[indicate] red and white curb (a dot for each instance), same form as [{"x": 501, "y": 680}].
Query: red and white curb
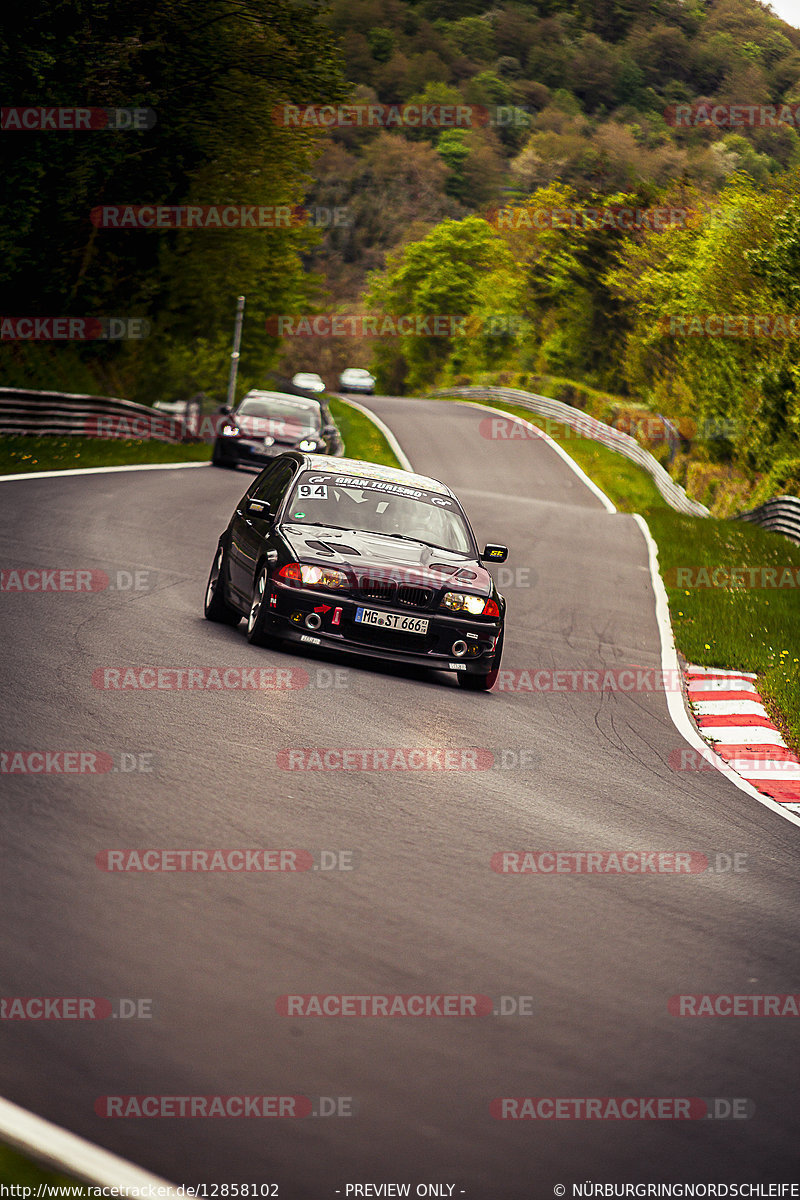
[{"x": 729, "y": 711}]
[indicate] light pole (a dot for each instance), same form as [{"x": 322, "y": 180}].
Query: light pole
[{"x": 234, "y": 355}]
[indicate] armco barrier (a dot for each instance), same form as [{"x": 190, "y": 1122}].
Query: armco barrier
[
  {"x": 781, "y": 515},
  {"x": 24, "y": 411},
  {"x": 590, "y": 427}
]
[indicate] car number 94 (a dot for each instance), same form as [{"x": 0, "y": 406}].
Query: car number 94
[{"x": 391, "y": 621}]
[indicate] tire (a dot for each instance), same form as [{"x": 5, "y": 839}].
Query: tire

====

INSTRUCTIONS TO FOLLOW: Please copy out word for word the part of the rows that opens with the line containing "[indicate] light pole" and closes with the last line of the rows, both included.

WRITTEN ANSWER:
[indicate] light pole (a dot for each instance), same form as [{"x": 322, "y": 180}].
Query: light pole
[{"x": 234, "y": 355}]
[indicate] armco barrier (a dot for each instance), same form as [{"x": 190, "y": 1122}].
Query: armco barrier
[
  {"x": 781, "y": 515},
  {"x": 24, "y": 411},
  {"x": 590, "y": 427}
]
[indicate] car number 94 (a dot for each instance), same form as [{"x": 0, "y": 406}].
Query: car number 94
[{"x": 391, "y": 621}]
[indicate] tire (a dot for each instance), same form as [{"x": 5, "y": 839}].
Query: tire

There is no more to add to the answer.